#### Text
▽
What a lovely day it has been to stay in my house and work. Actually, this week overall has been pretty great. Two fellow poets from Murray had work published this week: Karissa Knox Sorrell & Pamela Johnson Parker. These are wonderful poems and you should read them.

Creative Writing Exercises: Teaching from Image

In addition to my regular course load at my community college, I am a faculty advisor for our student run creative writing group, The Blank Page. I started the group when I was still an adjunct and students approached me looking for another venue in which they could share and improve upon their own work.

At today’s meeting I brought a series of images that I discovered via a link on the Paris Review’s Facebook page. The link contained images of haunted houses from Corrine Botz’s photography exhibition. Botz writes on her blog:

Haunted Houses provides a unique way of understanding our relationship to the spaces we inhabit, and reflects romantic and dystopian notions of the domestic realm. The notion of hauntedness activates and highlights the home, revealing the hidden narratives and possibilities of everyday life.

Botz went about taking photographs and collecting oral recitations of the ghost stories that go along with some of the photographs. You can listen to the stories here. The photographs are gorgeous and the stories are very interesting. I was even more intrigued by this project when I learned that one of the locations and stories took place in Girard, PA which is about ten minutes from Fairview, PA where my parents still live. This is the photograph from Girard:

“Farmhouse, Girard, Pennsylvania” from the series Haunted Houses, 2010

Anyway. When I looked through the pictures, I thought they would make great prompts for my Blank Page students, so this afternoon we spent about half an hour free writing over selected images from Botz’s project. After we had finished writing, we debriefed a bit and the student response seemed positive. The general consensus seemed to be that the images provided specific details that the students could latch onto and use as a starting place for a poem or piece of prose. I’ve done this exercise for units on character, setting and story and I think Botz’s photographs are perfect inspirations for writers.
△
#### Material shown
▽
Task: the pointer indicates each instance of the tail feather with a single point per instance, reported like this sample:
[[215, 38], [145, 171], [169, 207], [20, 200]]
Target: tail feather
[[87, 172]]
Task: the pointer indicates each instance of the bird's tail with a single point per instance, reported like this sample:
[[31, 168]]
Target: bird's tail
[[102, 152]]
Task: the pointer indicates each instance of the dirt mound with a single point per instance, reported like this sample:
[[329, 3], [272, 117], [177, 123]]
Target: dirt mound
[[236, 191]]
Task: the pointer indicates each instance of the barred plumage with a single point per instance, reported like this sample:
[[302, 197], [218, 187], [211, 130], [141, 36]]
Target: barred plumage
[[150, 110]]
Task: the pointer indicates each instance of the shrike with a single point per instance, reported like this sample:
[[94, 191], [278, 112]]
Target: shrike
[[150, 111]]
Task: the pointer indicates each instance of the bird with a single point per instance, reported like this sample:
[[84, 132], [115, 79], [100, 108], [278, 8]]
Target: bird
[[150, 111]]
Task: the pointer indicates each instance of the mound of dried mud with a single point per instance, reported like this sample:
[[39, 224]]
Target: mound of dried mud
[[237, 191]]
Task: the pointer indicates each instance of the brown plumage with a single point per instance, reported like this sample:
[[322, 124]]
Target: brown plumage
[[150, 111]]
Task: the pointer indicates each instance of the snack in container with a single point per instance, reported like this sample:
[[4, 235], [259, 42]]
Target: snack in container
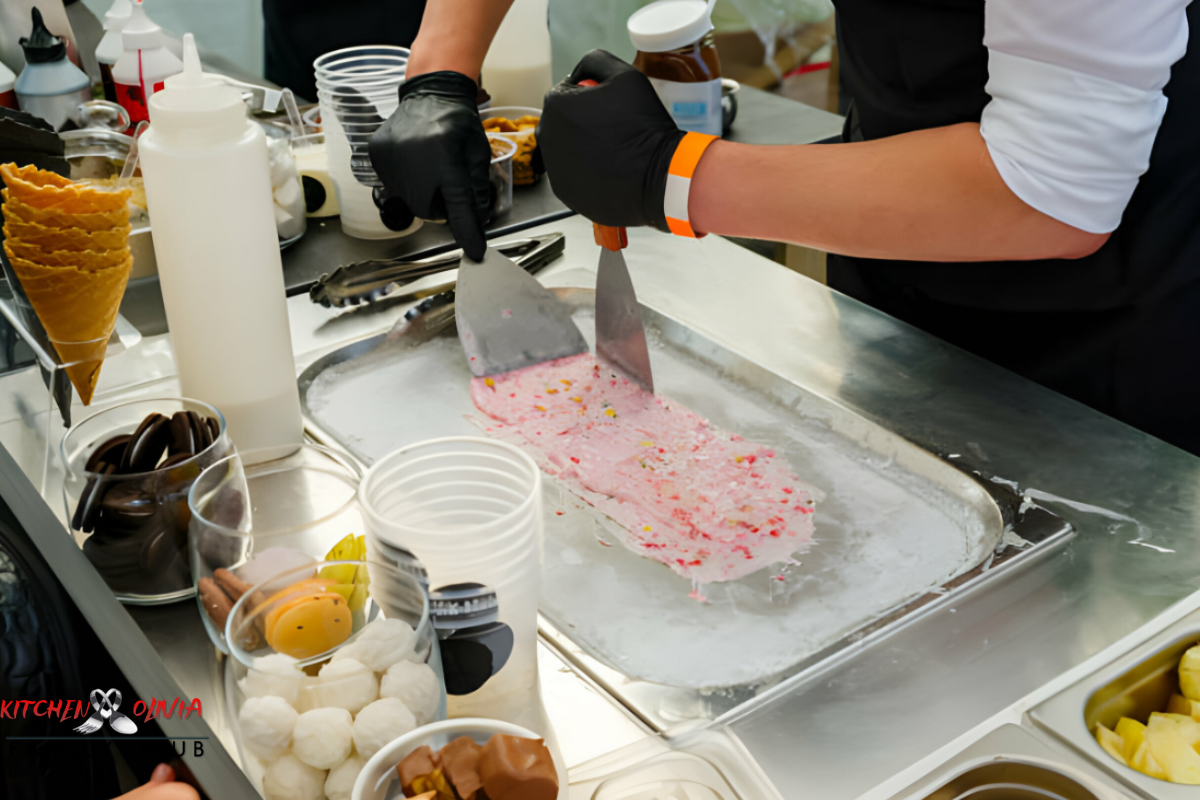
[[307, 726], [75, 265], [461, 759]]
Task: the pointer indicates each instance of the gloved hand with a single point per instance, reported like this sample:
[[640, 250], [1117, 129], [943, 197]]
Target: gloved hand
[[607, 148], [433, 158]]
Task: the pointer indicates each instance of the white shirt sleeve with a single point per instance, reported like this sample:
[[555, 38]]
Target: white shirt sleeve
[[1077, 98]]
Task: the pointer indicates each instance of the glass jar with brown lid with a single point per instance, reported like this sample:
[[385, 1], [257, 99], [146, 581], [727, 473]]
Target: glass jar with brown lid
[[676, 52]]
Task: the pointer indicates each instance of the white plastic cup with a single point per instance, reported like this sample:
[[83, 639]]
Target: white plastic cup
[[345, 78], [469, 510], [378, 776]]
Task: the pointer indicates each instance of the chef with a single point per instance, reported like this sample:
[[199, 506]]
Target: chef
[[1020, 178]]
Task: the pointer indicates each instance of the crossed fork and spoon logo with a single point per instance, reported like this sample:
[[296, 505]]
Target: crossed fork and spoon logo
[[107, 704]]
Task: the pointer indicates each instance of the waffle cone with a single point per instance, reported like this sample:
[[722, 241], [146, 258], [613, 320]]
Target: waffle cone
[[45, 190], [53, 239], [16, 210], [78, 310]]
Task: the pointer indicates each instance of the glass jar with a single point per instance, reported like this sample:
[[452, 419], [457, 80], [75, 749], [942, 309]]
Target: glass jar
[[688, 80]]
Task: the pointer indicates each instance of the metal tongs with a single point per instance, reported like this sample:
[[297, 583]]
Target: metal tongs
[[369, 281]]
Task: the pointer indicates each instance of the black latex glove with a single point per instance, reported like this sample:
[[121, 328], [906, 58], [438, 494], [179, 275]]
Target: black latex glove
[[607, 148], [433, 158]]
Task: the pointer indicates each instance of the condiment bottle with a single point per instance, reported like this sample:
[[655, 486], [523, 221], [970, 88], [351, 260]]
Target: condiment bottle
[[144, 64], [516, 70], [111, 46], [207, 179], [49, 85], [676, 52], [7, 94]]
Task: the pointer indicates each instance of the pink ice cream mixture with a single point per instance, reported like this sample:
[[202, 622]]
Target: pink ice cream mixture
[[705, 501]]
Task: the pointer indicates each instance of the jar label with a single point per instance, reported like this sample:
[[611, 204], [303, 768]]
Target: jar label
[[695, 107]]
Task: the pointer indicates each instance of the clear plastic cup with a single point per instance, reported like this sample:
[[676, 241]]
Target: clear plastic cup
[[240, 507], [358, 89], [379, 780], [133, 527], [480, 559]]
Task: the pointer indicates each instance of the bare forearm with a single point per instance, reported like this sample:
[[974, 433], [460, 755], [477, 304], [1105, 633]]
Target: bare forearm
[[931, 196], [455, 35]]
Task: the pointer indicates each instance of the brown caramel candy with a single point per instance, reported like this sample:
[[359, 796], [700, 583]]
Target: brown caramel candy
[[460, 763], [419, 763], [515, 768]]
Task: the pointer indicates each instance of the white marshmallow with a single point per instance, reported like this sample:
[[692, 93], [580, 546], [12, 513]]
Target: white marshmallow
[[381, 723], [346, 684], [381, 644], [417, 686], [267, 726], [322, 738]]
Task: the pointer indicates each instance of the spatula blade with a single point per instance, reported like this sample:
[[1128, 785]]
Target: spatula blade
[[507, 320], [621, 337]]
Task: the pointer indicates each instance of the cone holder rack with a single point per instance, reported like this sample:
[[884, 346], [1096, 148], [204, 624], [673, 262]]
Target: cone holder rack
[[18, 313]]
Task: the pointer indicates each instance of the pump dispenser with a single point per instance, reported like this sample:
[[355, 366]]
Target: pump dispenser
[[144, 65], [208, 181], [49, 85], [111, 44]]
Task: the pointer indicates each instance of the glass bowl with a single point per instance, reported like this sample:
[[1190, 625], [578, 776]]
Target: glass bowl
[[250, 519], [133, 525], [258, 669], [379, 780]]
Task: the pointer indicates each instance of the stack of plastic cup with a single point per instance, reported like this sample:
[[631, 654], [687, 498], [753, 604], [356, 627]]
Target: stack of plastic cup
[[358, 89], [471, 511]]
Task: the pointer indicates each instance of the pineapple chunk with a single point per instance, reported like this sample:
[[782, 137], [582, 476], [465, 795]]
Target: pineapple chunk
[[1111, 743], [1180, 704], [1185, 726], [1189, 674], [1173, 752], [1146, 764], [1132, 733]]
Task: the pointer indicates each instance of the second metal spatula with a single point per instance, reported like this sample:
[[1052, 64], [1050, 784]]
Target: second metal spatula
[[621, 337], [507, 320]]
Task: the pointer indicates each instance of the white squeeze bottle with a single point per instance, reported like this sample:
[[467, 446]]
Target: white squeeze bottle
[[209, 184], [516, 70], [144, 65]]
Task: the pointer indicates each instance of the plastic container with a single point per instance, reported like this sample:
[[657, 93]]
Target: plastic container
[[144, 64], [517, 67], [378, 780], [304, 501], [526, 139], [208, 180], [111, 46], [312, 164], [49, 86], [358, 89], [391, 595], [7, 94], [469, 510], [139, 537], [676, 52]]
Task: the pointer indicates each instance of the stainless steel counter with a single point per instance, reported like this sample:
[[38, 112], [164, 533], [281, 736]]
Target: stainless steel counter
[[840, 728]]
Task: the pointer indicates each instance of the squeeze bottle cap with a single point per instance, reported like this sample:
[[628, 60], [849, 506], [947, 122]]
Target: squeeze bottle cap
[[670, 24], [141, 32], [197, 107], [118, 14], [42, 46]]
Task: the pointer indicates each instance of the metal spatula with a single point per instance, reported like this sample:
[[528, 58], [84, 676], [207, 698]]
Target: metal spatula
[[507, 320], [621, 338]]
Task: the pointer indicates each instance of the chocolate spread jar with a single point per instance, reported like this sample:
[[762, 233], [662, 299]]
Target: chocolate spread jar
[[676, 52]]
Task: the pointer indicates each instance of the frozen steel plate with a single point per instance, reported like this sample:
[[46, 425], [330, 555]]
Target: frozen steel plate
[[899, 529]]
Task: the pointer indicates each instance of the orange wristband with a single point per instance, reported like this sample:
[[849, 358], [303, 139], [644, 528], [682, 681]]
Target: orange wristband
[[683, 164]]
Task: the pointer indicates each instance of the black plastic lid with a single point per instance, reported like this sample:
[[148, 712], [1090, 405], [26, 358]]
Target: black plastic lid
[[42, 46]]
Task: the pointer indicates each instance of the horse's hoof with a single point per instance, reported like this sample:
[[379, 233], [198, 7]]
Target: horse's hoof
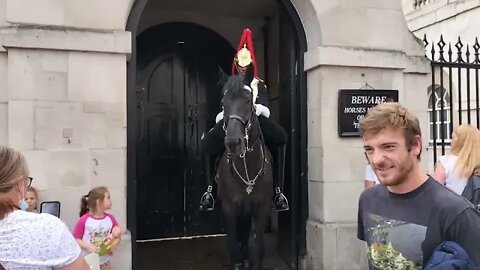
[[238, 266]]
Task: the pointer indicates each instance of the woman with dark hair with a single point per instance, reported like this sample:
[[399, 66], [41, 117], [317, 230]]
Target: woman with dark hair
[[29, 240]]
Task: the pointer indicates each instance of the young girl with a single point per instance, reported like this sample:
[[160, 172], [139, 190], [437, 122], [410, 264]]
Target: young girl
[[31, 198], [95, 226]]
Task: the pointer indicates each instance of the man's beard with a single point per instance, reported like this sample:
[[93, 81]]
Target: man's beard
[[400, 175]]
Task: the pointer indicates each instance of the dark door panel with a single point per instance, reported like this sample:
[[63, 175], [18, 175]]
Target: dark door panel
[[178, 97]]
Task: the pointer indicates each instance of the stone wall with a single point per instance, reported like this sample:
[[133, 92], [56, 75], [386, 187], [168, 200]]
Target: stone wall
[[63, 99], [361, 42]]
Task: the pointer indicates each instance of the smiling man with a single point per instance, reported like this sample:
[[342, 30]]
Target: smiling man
[[406, 217]]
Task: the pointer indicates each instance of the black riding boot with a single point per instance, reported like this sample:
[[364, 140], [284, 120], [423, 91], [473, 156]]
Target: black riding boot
[[280, 202], [207, 202]]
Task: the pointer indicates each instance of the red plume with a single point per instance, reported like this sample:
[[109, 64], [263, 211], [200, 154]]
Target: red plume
[[246, 39]]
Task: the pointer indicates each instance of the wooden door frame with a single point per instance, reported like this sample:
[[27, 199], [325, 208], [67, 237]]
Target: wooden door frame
[[132, 26]]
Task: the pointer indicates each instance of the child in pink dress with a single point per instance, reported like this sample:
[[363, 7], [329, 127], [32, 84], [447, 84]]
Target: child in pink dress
[[95, 226]]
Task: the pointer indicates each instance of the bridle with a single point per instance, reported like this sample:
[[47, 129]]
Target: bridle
[[247, 124]]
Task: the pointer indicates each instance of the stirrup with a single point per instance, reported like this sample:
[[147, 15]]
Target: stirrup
[[207, 201], [280, 202]]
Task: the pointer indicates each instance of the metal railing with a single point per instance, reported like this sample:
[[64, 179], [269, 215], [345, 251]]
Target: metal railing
[[455, 70]]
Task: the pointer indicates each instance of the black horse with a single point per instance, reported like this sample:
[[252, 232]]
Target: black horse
[[244, 176]]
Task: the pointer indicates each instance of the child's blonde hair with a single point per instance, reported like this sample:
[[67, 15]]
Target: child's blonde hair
[[34, 190], [467, 150], [89, 201]]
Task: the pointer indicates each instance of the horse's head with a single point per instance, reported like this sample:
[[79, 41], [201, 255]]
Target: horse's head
[[238, 112]]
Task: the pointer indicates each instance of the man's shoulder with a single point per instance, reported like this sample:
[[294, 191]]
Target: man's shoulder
[[447, 199], [373, 192]]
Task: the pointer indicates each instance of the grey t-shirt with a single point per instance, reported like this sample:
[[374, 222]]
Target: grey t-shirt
[[402, 230]]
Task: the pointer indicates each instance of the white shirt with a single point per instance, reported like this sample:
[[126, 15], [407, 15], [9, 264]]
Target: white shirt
[[370, 175], [31, 241], [453, 181]]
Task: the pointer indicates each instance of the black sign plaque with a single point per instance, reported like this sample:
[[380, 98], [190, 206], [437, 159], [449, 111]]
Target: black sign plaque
[[354, 104]]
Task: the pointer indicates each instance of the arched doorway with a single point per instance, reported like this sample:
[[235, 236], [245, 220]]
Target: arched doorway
△
#### What the exercise asks
From the blog post about teaching with images above, extract the passage starting with "At today’s meeting" and going on through "of everyday life.".

#### Solved exercise
At today’s meeting I brought a series of images that I discovered via a link on the Paris Review’s Facebook page. The link contained images of haunted houses from Corrine Botz’s photography exhibition. Botz writes on her blog:

Haunted Houses provides a unique way of understanding our relationship to the spaces we inhabit, and reflects romantic and dystopian notions of the domestic realm. The notion of hauntedness activates and highlights the home, revealing the hidden narratives and possibilities of everyday life.